### What is required
Rewrite the data below, changing "pinpoint" to "locate" and leaving everything else unchanged. Omit the pictures from your version.

┌──

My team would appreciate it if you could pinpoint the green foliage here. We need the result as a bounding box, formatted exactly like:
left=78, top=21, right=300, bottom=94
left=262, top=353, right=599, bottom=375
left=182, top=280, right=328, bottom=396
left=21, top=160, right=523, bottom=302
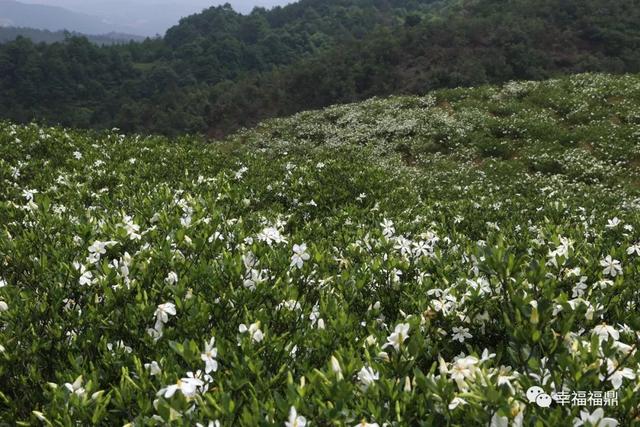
left=0, top=0, right=640, bottom=137
left=0, top=74, right=640, bottom=426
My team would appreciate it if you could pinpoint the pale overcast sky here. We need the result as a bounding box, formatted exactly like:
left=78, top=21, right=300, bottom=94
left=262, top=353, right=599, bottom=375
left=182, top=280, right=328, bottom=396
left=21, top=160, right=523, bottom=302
left=11, top=0, right=292, bottom=36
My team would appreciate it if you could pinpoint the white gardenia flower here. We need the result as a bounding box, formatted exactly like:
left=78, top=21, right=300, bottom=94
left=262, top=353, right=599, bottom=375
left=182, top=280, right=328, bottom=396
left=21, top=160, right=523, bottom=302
left=200, top=338, right=218, bottom=374
left=599, top=359, right=636, bottom=390
left=449, top=397, right=467, bottom=410
left=22, top=189, right=38, bottom=202
left=157, top=377, right=204, bottom=399
left=451, top=326, right=472, bottom=342
left=78, top=265, right=93, bottom=286
left=291, top=243, right=311, bottom=268
left=380, top=218, right=396, bottom=239
left=144, top=360, right=162, bottom=376
left=605, top=217, right=622, bottom=228
left=331, top=356, right=343, bottom=380
left=238, top=321, right=264, bottom=342
left=358, top=366, right=380, bottom=390
left=591, top=323, right=620, bottom=342
left=600, top=255, right=622, bottom=277
left=382, top=323, right=409, bottom=350
left=164, top=271, right=178, bottom=285
left=627, top=243, right=640, bottom=256
left=284, top=406, right=307, bottom=427
left=64, top=375, right=85, bottom=397
left=573, top=408, right=618, bottom=427
left=154, top=302, right=176, bottom=330
left=449, top=356, right=478, bottom=391
left=258, top=227, right=287, bottom=246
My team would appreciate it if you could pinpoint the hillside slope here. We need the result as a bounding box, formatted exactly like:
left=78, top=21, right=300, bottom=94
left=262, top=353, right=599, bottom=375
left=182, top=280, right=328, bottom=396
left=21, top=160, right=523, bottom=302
left=0, top=74, right=640, bottom=426
left=0, top=0, right=640, bottom=137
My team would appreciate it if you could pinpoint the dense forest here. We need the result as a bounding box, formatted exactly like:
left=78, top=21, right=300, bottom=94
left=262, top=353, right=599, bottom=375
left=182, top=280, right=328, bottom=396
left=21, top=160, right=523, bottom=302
left=0, top=0, right=640, bottom=136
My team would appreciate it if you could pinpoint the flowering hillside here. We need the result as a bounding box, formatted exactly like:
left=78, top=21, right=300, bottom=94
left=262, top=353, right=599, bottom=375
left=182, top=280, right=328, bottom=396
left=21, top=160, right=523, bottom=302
left=0, top=75, right=640, bottom=427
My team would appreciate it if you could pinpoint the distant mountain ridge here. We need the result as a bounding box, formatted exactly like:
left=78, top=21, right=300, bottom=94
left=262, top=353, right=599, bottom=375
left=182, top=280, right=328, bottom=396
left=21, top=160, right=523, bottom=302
left=0, top=0, right=640, bottom=136
left=0, top=0, right=125, bottom=34
left=0, top=26, right=145, bottom=46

└──

### Complete output
My team would appreciate it if you could locate the green foliage here. We need the result as a bounding box, formatted exactly like:
left=78, top=21, right=300, bottom=94
left=262, top=353, right=599, bottom=375
left=182, top=280, right=328, bottom=396
left=21, top=160, right=523, bottom=302
left=0, top=0, right=640, bottom=137
left=0, top=74, right=640, bottom=426
My team would appreciate it if you could locate the pale overcast sky here. We need the result as a bounding box, formatted exactly like:
left=78, top=21, right=300, bottom=94
left=262, top=353, right=599, bottom=375
left=182, top=280, right=328, bottom=396
left=21, top=160, right=523, bottom=302
left=11, top=0, right=292, bottom=36
My team would appreciate it if you could locate the white gardenia flower here. We need the result as a bounding box, formatted exactly like:
left=78, top=21, right=300, bottom=94
left=262, top=353, right=599, bottom=375
left=182, top=280, right=328, bottom=396
left=21, top=160, right=523, bottom=302
left=200, top=338, right=218, bottom=374
left=599, top=359, right=636, bottom=390
left=449, top=397, right=467, bottom=410
left=22, top=189, right=38, bottom=202
left=157, top=377, right=204, bottom=399
left=451, top=326, right=472, bottom=342
left=78, top=265, right=93, bottom=286
left=291, top=243, right=311, bottom=268
left=380, top=218, right=396, bottom=239
left=144, top=360, right=162, bottom=376
left=605, top=217, right=622, bottom=228
left=331, top=356, right=343, bottom=380
left=238, top=321, right=264, bottom=342
left=358, top=366, right=380, bottom=390
left=591, top=323, right=620, bottom=342
left=600, top=255, right=622, bottom=277
left=382, top=323, right=409, bottom=350
left=164, top=271, right=178, bottom=285
left=627, top=243, right=640, bottom=256
left=284, top=406, right=307, bottom=427
left=64, top=375, right=85, bottom=397
left=573, top=408, right=618, bottom=427
left=154, top=302, right=176, bottom=330
left=449, top=356, right=478, bottom=391
left=258, top=227, right=287, bottom=246
My team would appreciate it if you could locate the hillside slope here. We need the result as a bounding box, formatted exactly like:
left=78, top=21, right=300, bottom=94
left=262, top=353, right=599, bottom=375
left=182, top=280, right=328, bottom=396
left=21, top=160, right=523, bottom=302
left=0, top=74, right=640, bottom=426
left=0, top=0, right=640, bottom=137
My team would appreciate it if you could locate the dense forest here. We need the result as a bounding box, formatted exactly like:
left=78, top=21, right=300, bottom=94
left=262, top=353, right=599, bottom=375
left=182, top=280, right=328, bottom=396
left=21, top=160, right=523, bottom=302
left=0, top=0, right=640, bottom=136
My team would appreciate it if you could locate the flowering hillside here. We need the result as a bounding box, formatted exactly like:
left=78, top=21, right=300, bottom=94
left=262, top=353, right=599, bottom=375
left=182, top=280, right=328, bottom=396
left=21, top=160, right=523, bottom=302
left=0, top=75, right=640, bottom=427
My team would appreciate it if you could locate the distant mountain ridge here. We need the result as a bounding box, formatted exactly like:
left=78, top=21, right=300, bottom=94
left=262, top=353, right=599, bottom=375
left=182, top=280, right=328, bottom=396
left=21, top=160, right=523, bottom=302
left=0, top=0, right=640, bottom=136
left=0, top=0, right=125, bottom=34
left=0, top=26, right=145, bottom=46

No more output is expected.